# Required work:
**a.** Reproduce the passage of the Skeleton Flower article that starts at "From Skeleton Flower." and ends at "Haruko Crow Nishimura.".
**b.** Answer these questions using the Skeleton Flower article:
(i) Which three fairy tales does Nishimura draw from for Skeleton Flower?
(ii) In how many countries did Nishimura live while growing up?
(iii) Who makes up the costume design team?
**c.** Write the next part of the article on Degenerate Art Ensemble's Skeleton Flower, starting after its final sentence.

(Document passage begins)

From Skeleton Flower. Photo courtesy of Degenerate Art Ensemble.

Following their previous project Predator Songstress, local performance group Degenerate Art Ensemble is presenting a new work entitled Skeleton Flower. As always, DEA will include multiple art forms including music, dance and video in this performance that highlights both fairy tales and the autobiographical experience of the lead performer, Haruko Crow Nishimura.

These interests hail all the way from Nishimura’s childhood. “My mother used to read me Grimm Brothers and Hans Christian Andersen’s gruesome fairy tales involving women and girls,” she said. “These affected me and have haunted me all of my life.”

For Skeleton Flower, Nishimura has chosen to draw from the fairy tales The Red Shoes, The Wild Swans, and The Fitcher’s Bird.  “I have taken my own semi-autobiographical story, and wove it together with these fairy tales,” she said, “all of which have female protagonists that overcome great opposition by putting their desires or creative desires into action.”

Nishimura feels particularly connected to the latter fairy tale. “The Fitcher’s Bird is a lesser known version of Blue Beard, where the female protagonist defies the predator who had cut up her sisters by using trickery, creativity, and magic to put her dead sisters back together again and defeat him,” she said. “There is a shift of power that happens in this brilliant tale.”

It is this shift of power that Nishimura is seeking not only in her art, but also in her personal life, as she struggles with depression. “This piece is more about coming to understand and committing to healing traumas by confronting my demons and finding awakenings,” she said. “It is about finding power in knowing what leads to my major breakdowns and dysfunction as a human being in society.”

This effort is the product of a lengthy exploration for Nishimura. “I have come to find that depression has been the symptom of not knowing how to confront my childhood abuse, racism, and having a major identity crisis,” she said, “growing up moving constantly and living in four different countries, searching for a place to fit in.”

By creating Degenerate Art Ensemble, Nishimura has established her own place, and is making space for fellow artists who are also interested in multi-disciplinary work. This includes the costume design team of Wyly Astley and Willow Fox.

Astley has previously worked on other DEA costumes, but had yet to take on a design project. “I was overjoyed to be asked to join this project as a designer,” she said. “The beauty and depth of their work astounds me and they are incredibly fun and generous to work with.”

(Document passage ends)
(Records supplied begins)

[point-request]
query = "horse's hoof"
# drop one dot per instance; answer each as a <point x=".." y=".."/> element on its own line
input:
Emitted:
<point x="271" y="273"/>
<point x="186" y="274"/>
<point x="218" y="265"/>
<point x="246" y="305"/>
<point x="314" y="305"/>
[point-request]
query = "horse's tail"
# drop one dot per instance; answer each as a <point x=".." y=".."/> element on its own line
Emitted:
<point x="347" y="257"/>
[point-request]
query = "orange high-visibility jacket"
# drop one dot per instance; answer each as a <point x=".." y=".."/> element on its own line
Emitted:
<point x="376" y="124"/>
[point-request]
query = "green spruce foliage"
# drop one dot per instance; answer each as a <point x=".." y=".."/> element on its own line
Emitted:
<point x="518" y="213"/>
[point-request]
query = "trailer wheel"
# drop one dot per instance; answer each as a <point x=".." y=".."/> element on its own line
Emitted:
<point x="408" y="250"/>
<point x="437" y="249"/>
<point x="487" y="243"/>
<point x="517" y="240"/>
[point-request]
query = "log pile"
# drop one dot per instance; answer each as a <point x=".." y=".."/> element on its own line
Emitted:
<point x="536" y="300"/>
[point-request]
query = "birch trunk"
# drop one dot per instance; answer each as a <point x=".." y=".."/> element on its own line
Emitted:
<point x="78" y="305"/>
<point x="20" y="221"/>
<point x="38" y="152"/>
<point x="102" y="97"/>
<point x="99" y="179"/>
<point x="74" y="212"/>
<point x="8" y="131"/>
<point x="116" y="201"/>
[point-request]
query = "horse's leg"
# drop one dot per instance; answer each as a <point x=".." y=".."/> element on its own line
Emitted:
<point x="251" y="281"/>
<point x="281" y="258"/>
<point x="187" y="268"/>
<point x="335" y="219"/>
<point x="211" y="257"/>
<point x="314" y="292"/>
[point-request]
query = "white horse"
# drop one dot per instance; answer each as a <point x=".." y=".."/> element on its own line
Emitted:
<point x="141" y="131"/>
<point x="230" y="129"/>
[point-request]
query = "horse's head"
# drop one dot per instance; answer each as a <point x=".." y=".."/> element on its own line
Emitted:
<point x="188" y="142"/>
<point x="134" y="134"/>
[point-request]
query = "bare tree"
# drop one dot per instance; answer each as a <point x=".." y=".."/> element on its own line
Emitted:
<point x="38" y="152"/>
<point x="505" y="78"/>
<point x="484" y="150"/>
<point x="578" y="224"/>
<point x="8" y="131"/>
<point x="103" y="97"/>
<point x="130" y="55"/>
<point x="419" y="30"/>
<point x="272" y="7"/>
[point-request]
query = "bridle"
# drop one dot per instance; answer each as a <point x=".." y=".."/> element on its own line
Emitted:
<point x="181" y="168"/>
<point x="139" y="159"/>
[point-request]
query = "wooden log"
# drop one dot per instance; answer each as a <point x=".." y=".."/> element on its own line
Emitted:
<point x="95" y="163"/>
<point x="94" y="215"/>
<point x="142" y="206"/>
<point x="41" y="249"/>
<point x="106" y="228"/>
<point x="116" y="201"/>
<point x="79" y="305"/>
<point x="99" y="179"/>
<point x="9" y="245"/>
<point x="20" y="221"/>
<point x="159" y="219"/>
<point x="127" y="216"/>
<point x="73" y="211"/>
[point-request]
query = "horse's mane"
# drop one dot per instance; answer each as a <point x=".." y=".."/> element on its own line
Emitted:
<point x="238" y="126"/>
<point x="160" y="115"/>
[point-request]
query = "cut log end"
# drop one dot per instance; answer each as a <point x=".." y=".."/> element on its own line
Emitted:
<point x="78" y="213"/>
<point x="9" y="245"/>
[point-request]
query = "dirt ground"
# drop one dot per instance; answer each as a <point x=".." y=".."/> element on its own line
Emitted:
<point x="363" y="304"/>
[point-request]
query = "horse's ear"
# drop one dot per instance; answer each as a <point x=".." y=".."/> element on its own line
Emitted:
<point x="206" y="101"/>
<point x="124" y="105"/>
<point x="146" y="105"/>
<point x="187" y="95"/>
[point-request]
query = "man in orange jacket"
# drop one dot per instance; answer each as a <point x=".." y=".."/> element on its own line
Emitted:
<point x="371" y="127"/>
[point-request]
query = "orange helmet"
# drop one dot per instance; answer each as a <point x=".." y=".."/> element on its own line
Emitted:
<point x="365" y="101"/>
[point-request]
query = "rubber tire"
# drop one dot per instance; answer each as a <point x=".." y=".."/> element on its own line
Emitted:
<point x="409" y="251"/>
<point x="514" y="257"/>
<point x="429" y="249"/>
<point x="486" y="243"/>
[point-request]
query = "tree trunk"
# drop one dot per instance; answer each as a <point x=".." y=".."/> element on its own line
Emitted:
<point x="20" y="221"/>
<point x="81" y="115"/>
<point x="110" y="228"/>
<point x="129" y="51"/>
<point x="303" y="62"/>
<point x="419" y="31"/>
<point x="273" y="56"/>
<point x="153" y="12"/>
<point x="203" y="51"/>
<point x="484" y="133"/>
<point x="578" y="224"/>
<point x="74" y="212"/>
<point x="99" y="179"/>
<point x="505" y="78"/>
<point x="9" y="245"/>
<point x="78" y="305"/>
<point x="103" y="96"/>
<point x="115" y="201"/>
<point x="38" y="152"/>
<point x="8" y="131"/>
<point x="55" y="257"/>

(Records supplied ends)

# Answers to the problems:
**a.**
From Skeleton Flower. Photo courtesy of Degenerate Art Ensemble.

Following their previous project Predator Songstress, local performance group Degenerate Art Ensemble is presenting a new work entitled Skeleton Flower. As always, DEA will include multiple art forms including music, dance and video in this performance that highlights both fairy tales and the autobiographical experience of the lead performer, Haruko Crow Nishimura.

**b.**
(i) The Red Shoes, The Wild Swans, and The Fitcher's Bird
(ii) Four
(iii) Wyly Astley and Willow Fox

**c.**
Fox agrees. “The Degenerate Art Ensemble’s work has fascinated me since I arrived in Seattle, especially how they create immersive experiences based in shared and personal mythologies,” she said. “The level of craft and artistry and fun in their productions make it a dream project to work on.”

That’s not to say their work is without challenges, since DEA productions are known for elaborate costumes. “The biggest challenge, so far, has been the Flower Dress costume.  It’s such a hungry thing!” Astley said. “It has over 7,000 hand-cut, hand-painted, and hand-stitched silk flowers on it. This costume also has a strange and wonderful shape that is hard to hold in place because of its weight.”

The ambitious nature of the costume caught Fox’s attention. “It took an incredible team of artisans months to accomplish this intensely elaborate costume,” Fox said, “and five of us finished covering it with the very last of the 7,000 flowers in the final hours, nothing to spare.”

Complementing this team is the work of production manager Tom Wiseley.  “With a group like this, titles fall short,” Wiseley said. “I also design, implement, stage manage, act, and help with administrative.”

Bringing these skills to the team has required a balance of generosity and respect.  “As always, it is a challenge to balance aspiration with practicality,” Wiseley said.  “Also, there is a fine art to joining a family, learning how they work and honoring their ways while being a strong contributor.”

Wiseley has found DEA to be an ideal fit. “For years, I’ve sought an artistic home where I can employ my various skills among good-hearted peers pursuing the highest quality work,” he said. “So I was honored to be invited into this ensemble.”

With these collaborators and longtime DEA partner and music director Joshua Kohl, Nishimura has integrated her personal and artistic explorations. “The path of creativity and imagination pulled me through it all,” she said, “allowing me to not only survive, but to be able to continue to create, grow, and share my imagination with others.”

In Nishimura’s perspective, this growth spans the generations. “Skeleton Flower also deals with what we inherit from our ancestors and allowing them to heal through us,” she said, “and healing myself by choosing my own paths for my own life.”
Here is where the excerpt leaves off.